Reading passage:
Patients may be one of the main reasons to improve IAQ, but they also are a considerable source of air contaminants. The patients are at these facilities because of various health concerns, which can include infections, viruses, and other diseases. Patient coughing can introduce contaminants into the air and onto adjacent surfaces. Bodily fluids as a result of wounds, infections, incontinence, and other reasons can be transferred from the patient to clothing, bedding, and other surfaces. Wounds and other infections and diseases, as well as various medical procedures, can introduce objectionable odors into the air.
Facility staff is typically in immediate contact with all of the contaminants identified as being generated by the patient. Hand-washing, the use of gloves, and the proper disposal of soiled gloves, bandages, and dressings are important components of a facility’s hygiene protocol that, when not followed, introduce the potential to spread the contaminants generated by the patient. A facility’s staff doesn’t just include those with direct patient interaction. Housekeeping employees responsible for keeping the building clean is another source of IAQ contaminants based on their methods and use of chemicals for cleaning and disinfecting. Carting of trash and other waste products can offer a source of particulate contamination to the air if the waste is not covered properly. The chemicals used for cleaning can introduce objectionable odors into the indoor environment. If the cleaned surfaces don’t dry properly, they can provide an opportunity for mold growth.
The building itself can offer other sources detrimental to good IAQ. The ductwork used to distribute air throughout the facility can become dirty over time and trap various contaminants such as dust, dirt, and even biological organisms. Moisture from HVAC humidification can condense within the duct system. Moisture can also seep into various building components from breaches in the building envelope, concealed leaks, or even overspray from the cleaning process. This moisture can instigate mold growth over time, which is often undetected until the problem becomes substantial. Even the transportation of dirty linens throughout the building can present a detriment to IAQ.
Outdoor air, on the surface, would hardly seem to be considered a potential detriment to IAQ. While outdoor air is introduced into buildings to freshen the IAQ, its ability to actually improve it is dependent on the conditions of the air and from where it is drawn. Vehicle traffic and emergency-generator exhaust are two very common contaminants that can be drawn in with the outdoor air. Keeping in mind that IAQ also comprises temperature and humidity, too much hot, humid air that exceeds the building’s air-handling systems’ capabilities to condition it will result in temperature and humidity within the building that are outside of the desired range. Insufficient (where not enough filtering is provided) or deficient (where filters have not been properly replaced when necessary) filtration within the air-handling systems also offer the opportunity for various contaminants to be distributed via the airstreams throughout the building.

Brief: Duplicate the passage on indoor air quality word for word, from "The building itself" to "a detriment to IAQ.". The records were taken from a separate source.

Excerpts from a dataset:
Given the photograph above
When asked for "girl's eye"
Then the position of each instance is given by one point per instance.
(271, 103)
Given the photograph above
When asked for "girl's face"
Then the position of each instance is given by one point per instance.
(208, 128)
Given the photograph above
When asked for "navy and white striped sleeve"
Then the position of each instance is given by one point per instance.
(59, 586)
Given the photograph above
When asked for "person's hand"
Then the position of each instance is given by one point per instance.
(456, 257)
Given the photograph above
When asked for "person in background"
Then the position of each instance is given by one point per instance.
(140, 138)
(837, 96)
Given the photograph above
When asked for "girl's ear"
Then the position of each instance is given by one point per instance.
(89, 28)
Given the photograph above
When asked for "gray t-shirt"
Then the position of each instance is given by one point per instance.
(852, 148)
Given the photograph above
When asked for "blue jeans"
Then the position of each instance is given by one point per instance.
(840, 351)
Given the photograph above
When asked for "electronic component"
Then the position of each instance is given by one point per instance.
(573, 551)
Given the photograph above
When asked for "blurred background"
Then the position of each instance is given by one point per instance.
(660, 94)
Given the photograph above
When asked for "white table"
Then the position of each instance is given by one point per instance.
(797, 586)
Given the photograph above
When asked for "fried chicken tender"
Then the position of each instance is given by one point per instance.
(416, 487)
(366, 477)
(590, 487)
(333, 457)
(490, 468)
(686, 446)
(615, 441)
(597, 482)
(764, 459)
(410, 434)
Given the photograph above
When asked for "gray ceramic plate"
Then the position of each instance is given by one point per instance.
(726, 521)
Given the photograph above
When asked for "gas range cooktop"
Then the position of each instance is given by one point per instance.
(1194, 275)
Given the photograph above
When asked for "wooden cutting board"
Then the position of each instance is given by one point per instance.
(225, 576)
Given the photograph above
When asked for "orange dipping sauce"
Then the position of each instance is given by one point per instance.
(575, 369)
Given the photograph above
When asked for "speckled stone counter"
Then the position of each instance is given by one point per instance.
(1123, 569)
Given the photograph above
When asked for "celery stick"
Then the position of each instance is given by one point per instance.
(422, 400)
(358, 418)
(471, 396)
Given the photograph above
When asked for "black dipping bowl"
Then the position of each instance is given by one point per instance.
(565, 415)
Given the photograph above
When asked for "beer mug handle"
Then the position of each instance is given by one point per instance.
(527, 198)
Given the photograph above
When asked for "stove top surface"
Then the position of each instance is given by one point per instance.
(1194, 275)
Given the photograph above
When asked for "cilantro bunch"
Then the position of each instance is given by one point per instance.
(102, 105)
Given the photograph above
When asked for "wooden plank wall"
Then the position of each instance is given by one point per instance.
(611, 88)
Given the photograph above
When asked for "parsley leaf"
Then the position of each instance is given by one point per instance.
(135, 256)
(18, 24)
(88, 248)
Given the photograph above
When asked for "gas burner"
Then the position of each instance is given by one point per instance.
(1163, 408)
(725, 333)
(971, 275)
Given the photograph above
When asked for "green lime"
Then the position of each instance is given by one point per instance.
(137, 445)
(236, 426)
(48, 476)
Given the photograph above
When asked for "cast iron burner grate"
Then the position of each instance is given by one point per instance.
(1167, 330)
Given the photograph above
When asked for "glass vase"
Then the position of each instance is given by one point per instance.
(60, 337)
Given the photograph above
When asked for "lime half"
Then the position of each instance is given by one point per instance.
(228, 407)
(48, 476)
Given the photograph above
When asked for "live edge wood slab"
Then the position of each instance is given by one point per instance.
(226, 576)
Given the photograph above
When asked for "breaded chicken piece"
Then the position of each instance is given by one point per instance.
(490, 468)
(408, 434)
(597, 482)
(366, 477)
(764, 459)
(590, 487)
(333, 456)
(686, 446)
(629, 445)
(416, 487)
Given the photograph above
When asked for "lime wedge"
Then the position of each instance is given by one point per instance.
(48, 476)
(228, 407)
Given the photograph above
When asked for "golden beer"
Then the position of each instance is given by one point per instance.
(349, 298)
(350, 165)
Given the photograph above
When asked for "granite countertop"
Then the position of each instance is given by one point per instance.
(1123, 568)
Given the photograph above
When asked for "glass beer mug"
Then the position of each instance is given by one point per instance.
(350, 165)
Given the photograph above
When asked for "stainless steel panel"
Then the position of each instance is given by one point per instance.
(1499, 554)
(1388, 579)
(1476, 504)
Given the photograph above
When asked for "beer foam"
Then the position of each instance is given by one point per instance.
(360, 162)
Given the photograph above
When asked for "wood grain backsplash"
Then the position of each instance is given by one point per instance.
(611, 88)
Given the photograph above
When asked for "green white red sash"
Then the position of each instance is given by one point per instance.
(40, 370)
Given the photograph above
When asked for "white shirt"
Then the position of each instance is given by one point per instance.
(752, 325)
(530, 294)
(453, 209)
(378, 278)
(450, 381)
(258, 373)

Output of the task:
The building itself can offer other sources detrimental to good IAQ. The ductwork used to distribute air throughout the facility can become dirty over time and trap various contaminants such as dust, dirt, and even biological organisms. Moisture from HVAC humidification can condense within the duct system. Moisture can also seep into various building components from breaches in the building envelope, concealed leaks, or even overspray from the cleaning process. This moisture can instigate mold growth over time, which is often undetected until the problem becomes substantial. Even the transportation of dirty linens throughout the building can present a detriment to IAQ.